WHAT YOU SHOULD DO:
Lay out these records as a numbered list, leaving out any blank lines and covering every record.

DATA:
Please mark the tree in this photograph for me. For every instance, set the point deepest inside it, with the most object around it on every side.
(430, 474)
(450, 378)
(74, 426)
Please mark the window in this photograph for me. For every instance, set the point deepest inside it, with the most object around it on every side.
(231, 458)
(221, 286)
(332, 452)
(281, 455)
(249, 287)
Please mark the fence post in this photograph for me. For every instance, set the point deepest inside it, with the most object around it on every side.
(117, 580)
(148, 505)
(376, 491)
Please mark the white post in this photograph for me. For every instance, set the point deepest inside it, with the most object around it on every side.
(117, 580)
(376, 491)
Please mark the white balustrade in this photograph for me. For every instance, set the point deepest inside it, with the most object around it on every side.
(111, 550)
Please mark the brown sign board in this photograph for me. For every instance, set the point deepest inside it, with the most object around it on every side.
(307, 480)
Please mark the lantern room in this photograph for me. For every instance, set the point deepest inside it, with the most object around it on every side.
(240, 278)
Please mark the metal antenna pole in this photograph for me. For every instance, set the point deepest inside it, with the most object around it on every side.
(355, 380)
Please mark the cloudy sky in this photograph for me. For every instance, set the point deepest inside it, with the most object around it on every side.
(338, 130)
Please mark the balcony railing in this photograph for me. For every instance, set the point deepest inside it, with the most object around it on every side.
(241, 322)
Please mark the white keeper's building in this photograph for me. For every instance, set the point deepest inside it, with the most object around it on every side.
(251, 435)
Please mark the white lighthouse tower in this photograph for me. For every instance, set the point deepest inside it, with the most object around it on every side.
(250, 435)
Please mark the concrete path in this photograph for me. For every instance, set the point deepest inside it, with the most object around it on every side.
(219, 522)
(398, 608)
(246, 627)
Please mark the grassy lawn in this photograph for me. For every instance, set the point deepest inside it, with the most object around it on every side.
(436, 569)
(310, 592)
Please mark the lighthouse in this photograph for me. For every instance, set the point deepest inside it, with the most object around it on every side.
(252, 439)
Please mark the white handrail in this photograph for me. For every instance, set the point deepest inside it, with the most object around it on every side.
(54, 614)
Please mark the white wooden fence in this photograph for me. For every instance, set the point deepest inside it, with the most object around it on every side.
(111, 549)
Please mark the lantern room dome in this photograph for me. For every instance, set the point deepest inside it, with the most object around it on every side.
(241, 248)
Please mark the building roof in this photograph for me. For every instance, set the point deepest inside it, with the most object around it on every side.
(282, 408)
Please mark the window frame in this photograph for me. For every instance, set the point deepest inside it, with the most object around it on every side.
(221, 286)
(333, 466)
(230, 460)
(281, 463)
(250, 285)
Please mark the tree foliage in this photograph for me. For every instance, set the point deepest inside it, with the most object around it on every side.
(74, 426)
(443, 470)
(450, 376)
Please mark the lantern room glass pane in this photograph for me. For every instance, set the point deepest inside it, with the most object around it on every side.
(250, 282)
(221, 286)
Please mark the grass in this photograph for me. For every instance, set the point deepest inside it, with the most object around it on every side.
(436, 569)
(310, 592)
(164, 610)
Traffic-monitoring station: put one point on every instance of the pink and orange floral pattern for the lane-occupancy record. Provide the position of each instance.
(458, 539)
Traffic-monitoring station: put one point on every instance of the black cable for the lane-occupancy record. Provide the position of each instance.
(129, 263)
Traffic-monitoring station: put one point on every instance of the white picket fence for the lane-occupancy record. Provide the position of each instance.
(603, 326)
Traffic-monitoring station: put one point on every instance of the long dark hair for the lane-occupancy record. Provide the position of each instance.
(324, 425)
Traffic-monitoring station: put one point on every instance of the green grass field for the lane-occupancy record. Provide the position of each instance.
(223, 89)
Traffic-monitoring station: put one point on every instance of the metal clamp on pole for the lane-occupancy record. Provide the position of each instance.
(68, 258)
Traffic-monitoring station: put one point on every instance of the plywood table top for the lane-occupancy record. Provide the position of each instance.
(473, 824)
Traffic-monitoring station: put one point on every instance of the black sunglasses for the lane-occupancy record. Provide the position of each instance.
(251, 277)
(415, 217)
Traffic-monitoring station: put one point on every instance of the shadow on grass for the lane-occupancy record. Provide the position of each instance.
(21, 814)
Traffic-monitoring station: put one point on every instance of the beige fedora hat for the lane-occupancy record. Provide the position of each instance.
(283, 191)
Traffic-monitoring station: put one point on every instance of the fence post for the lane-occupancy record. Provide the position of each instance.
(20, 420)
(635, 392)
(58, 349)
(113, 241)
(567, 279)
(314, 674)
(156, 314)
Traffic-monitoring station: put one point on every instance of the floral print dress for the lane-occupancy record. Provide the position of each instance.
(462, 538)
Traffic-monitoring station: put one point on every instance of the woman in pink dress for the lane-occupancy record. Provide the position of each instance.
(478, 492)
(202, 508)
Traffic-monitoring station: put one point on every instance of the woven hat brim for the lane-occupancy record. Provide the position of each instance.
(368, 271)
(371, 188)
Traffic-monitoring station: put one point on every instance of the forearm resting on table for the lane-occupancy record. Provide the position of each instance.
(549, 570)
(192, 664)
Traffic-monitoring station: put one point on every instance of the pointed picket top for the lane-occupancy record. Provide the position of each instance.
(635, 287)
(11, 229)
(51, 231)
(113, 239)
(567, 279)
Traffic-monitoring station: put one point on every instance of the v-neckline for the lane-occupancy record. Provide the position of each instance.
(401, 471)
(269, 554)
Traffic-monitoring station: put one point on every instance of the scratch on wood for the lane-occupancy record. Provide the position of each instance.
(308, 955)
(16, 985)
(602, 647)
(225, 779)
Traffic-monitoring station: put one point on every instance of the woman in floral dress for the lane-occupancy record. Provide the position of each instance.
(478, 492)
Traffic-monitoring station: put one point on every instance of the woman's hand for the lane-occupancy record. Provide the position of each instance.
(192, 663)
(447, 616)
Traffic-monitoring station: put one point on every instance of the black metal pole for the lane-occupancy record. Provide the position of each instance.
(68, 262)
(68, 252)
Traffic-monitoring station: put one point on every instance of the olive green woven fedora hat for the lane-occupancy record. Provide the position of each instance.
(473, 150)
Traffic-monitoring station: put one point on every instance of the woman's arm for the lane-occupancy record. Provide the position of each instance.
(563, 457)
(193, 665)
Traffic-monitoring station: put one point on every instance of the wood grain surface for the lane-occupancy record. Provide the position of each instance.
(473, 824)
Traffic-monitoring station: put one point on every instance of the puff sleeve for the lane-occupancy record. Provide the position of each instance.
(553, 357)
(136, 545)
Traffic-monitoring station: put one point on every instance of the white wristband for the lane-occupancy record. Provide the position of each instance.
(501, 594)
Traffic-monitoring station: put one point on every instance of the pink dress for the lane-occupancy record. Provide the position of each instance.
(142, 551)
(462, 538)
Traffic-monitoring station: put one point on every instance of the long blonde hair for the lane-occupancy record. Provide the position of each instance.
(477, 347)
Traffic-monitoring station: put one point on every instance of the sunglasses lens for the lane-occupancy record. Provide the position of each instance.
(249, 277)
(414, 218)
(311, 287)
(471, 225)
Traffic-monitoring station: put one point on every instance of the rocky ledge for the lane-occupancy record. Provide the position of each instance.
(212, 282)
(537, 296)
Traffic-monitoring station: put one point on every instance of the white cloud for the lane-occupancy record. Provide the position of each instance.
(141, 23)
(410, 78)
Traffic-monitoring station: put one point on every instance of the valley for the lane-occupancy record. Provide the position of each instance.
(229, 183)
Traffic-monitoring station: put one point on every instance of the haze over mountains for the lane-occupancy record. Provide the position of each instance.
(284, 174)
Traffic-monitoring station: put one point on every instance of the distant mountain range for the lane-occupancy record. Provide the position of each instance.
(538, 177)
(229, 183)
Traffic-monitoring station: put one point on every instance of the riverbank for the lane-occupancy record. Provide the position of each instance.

OUTPUT OF THE TASK:
1. Please mark the tree in this photograph for me. For every instance, set the point deepest inside it, with the most object around it on every side.
2. (430, 474)
3. (450, 378)
4. (74, 426)
5. Please mark the window in this photograph for me. For every instance, set the point deepest inside it, with the most object around it on every side.
6. (231, 458)
7. (221, 286)
8. (332, 452)
9. (281, 455)
10. (249, 287)
11. Please mark the fence post in this photograph for me. For every instance, set the point deepest inside it, with the most object around it on every side.
12. (117, 580)
13. (148, 505)
14. (376, 491)
15. Please mark the white post in this photograph for me. For every instance, set the point deepest inside it, with the most object around it on every side.
16. (117, 580)
17. (376, 491)
18. Please mark the white balustrade in this photograph for me. For every instance, set the point deepest inside it, with the most object around it on every side.
19. (111, 550)
20. Please mark the brown sign board in this photograph for me. For every instance, set the point deepest inside it, with the most object around it on every side.
21. (307, 480)
22. Please mark the lantern room in this photograph for me. For every instance, set the point deepest inside it, with the most object around it on every side.
23. (240, 278)
24. Please mark the metal antenna pole in this photograph for me. For every instance, set the point deepest inside it, with the most object around it on every side.
25. (355, 380)
26. Please mark the cloudy sky in this photograph for me. For every instance, set the point deepest inside it, with the most object around it on every side.
27. (338, 130)
28. Please mark the balcony railing in this photograph for me. For every instance, set the point deepest inside it, with the most object around it on every side.
29. (241, 322)
30. Please mark the white keeper's building in this photograph for me. For every instance, set the point deepest inside it, with the most object around it on every side.
31. (251, 435)
32. Please mark the white lighthouse tower in this photograph for me. For every instance, set the point deepest inside it, with the most object around it on every side.
33. (250, 435)
34. Please mark the concrete path in this photograph for me. For every instance, set the point deepest inside it, with the most object around it on every side.
35. (219, 522)
36. (398, 608)
37. (246, 627)
38. Please mark the grassy lawn in this photograph for me. For every instance, set the point deepest inside it, with the most object around it on every side.
39. (436, 569)
40. (310, 592)
41. Please mark the lighthouse in this photograph for me. For every instance, set the point deepest inside it, with the most object around it on every side.
42. (252, 439)
43. Please mark the white handrail in this photograph for me. For every instance, set the point deepest inside it, with the most object around it on every side.
44. (54, 614)
45. Please mark the white wooden fence in this photograph for me. For every instance, set the point deepest inside it, with the most object around it on every side.
46. (111, 549)
47. Please mark the lantern room dome in this photograph for me. For every instance, set the point deepest inside it, with the most object around it on every side.
48. (241, 248)
49. Please mark the building roof in this photograph for me. For every instance, set the point deepest inside it, with the most object around it on every side.
50. (282, 408)
51. Please mark the window frame in this photograph for me. For every instance, set the point deepest inside it, with the most object around it on every side.
52. (221, 286)
53. (333, 466)
54. (230, 460)
55. (281, 463)
56. (250, 285)
57. Please mark the tree foliage in this photograph for me. For every instance, set the point deepest inside it, with the most object around it on every side.
58. (74, 426)
59. (443, 470)
60. (450, 376)
61. Please mark the lantern room glass pane in this photograph for me. For every instance, set the point deepest inside it, with the most object around it on every side.
62. (250, 282)
63. (221, 286)
64. Please mark the grass in this photograph for me. For every instance, set the point deepest inside it, with the most object around it on every side.
65. (436, 569)
66. (310, 592)
67. (164, 610)
68. Traffic-monitoring station: put one point on every instance of the pink and orange floral pattern for the lane-occupancy record. Provide the position of each instance.
69. (458, 539)
70. Traffic-monitoring station: put one point on every instance of the black cable for the lane-occupancy record. Provide the position of each instance.
71. (129, 263)
72. Traffic-monitoring station: put one point on every instance of the white picket fence for the lane-occupancy record. Provide the position of each instance.
73. (603, 326)
74. Traffic-monitoring station: put one point on every instance of the long dark hair for the lane-occupancy record. Provide the position of each instance.
75. (324, 425)
76. Traffic-monitoring station: put one point on every instance of the green grass field for the lane-occupancy record. Provide the position of each instance.
77. (223, 89)
78. Traffic-monitoring station: put one point on every instance of the metal clamp on pole for the lane-occupancy record. Provide the position of each instance.
79. (68, 258)
80. Traffic-monitoring station: put one point on every instance of the plywood table top for the lane-occupancy record. Provide the position of each instance.
81. (473, 824)
82. Traffic-monitoring station: put one point on every instance of the black sunglasses for the lane-occupancy record. Provide the position of each instance.
83. (251, 277)
84. (415, 217)
85. Traffic-monitoring station: put one point on every instance of the shadow on grass for the lane-occupancy record. Provide the position of each instance.
86. (21, 814)
87. Traffic-monitoring station: put one point on every instance of the beige fedora hat for the lane-occupancy record. Provide the position of each instance.
88. (283, 191)
89. Traffic-monitoring station: put one point on every instance of the fence post for the lane-occupancy record. Provide the position of each instance.
90. (20, 420)
91. (635, 392)
92. (58, 349)
93. (113, 241)
94. (567, 279)
95. (314, 674)
96. (156, 314)
97. Traffic-monitoring station: put one point on every instance of the floral print dress for the lane-occupancy record. Provide the position of each instance.
98. (462, 538)
99. Traffic-monitoring station: put one point on every instance of the woman in pink dress for the lane-occupancy record. Provide the position of each instance.
100. (478, 492)
101. (202, 508)
102. Traffic-monitoring station: put one point on every instance of the woven hat brim for the lane-occupancy record. Provide the position of each instance.
103. (368, 271)
104. (371, 188)
105. Traffic-monitoring station: put one point on every instance of the forearm resting on table for the lane-occupancy record. Provide the position of each instance.
106. (549, 570)
107. (192, 664)
108. Traffic-monitoring station: put one point on every instance of the pointed picket top for the lane-occupancy record. Provide the position of each instance.
109. (635, 287)
110. (11, 229)
111. (51, 231)
112. (113, 239)
113. (567, 279)
114. Traffic-monitoring station: put one point on every instance of the v-neckline for the lane-occupancy record. Provide the position of each instance.
115. (401, 471)
116. (269, 554)
117. Traffic-monitoring station: put one point on every instance of the scratch on wood for the lane-occupancy record. Provide the position of each instance.
118. (308, 955)
119. (16, 985)
120. (602, 647)
121. (225, 779)
122. Traffic-monitoring station: put one point on every instance of the woman in floral dress for the lane-occupancy record. Provide the position of each instance.
123. (478, 492)
124. Traffic-monitoring station: put one point on every instance of the woman's hand for the lane-occupancy record. Provide the position of each instance.
125. (192, 663)
126. (447, 616)
127. Traffic-monitoring station: put one point on every instance of the black metal pole for the lane-occupancy record. Provide the position of each instance.
128. (68, 262)
129. (68, 252)
130. Traffic-monitoring station: put one point on every instance of the olive green woven fedora hat for the lane-occupancy record. Provide the position of each instance.
131. (473, 150)
132. Traffic-monitoring station: put one point on every instance of the woman's arm for the lane-occupancy record. Provide the position of each instance.
133. (563, 457)
134. (193, 665)
135. Traffic-monitoring station: put one point on every instance of the wood grain surface for the lane-occupancy record. Provide the position of each instance.
136. (473, 824)
137. Traffic-monitoring station: put one point on every instance of the puff sleeve for the lane-occupancy record. Provide the position of each instance.
138. (553, 357)
139. (136, 545)
140. Traffic-monitoring station: put one point on every instance of the white wristband for the lane-occupancy record. Provide the position of each instance.
141. (501, 594)
142. Traffic-monitoring station: put one point on every instance of the pink dress for the lane-occupancy record. Provide the position of each instance.
143. (142, 551)
144. (462, 538)
145. Traffic-monitoring station: put one point on every instance of the long blonde hair for the lane-occupancy record. Provide the position of each instance.
146. (477, 347)
147. Traffic-monitoring station: put one point on every instance of the sunglasses lens for the lane-occupancy record. Provide the position of each instance.
148. (249, 277)
149. (414, 218)
150. (311, 287)
151. (471, 225)
152. Traffic-monitoring station: put one point on every instance of the rocky ledge for the lane-occupancy record. Provide the position of each instance.
153. (212, 282)
154. (537, 296)
155. Traffic-monitoring station: put one point on every instance of the white cloud for the lane-occupancy record. Provide the position of each instance.
156. (141, 23)
157. (410, 78)
158. Traffic-monitoring station: put one point on every instance of the valley for the lane-occupancy record. Provide the position of each instance.
159. (229, 183)
160. Traffic-monitoring station: put one point on every instance of the haze over mountains for the lane-occupancy record. Provide the position of each instance.
161. (284, 174)
162. Traffic-monitoring station: put one point on every instance of the distant mountain range for the lane-occupancy record. Provide the position of each instance.
163. (538, 177)
164. (229, 183)
165. Traffic-monitoring station: put one point on every instance of the riverbank for the lane-occupancy record. Provide the position of each instance.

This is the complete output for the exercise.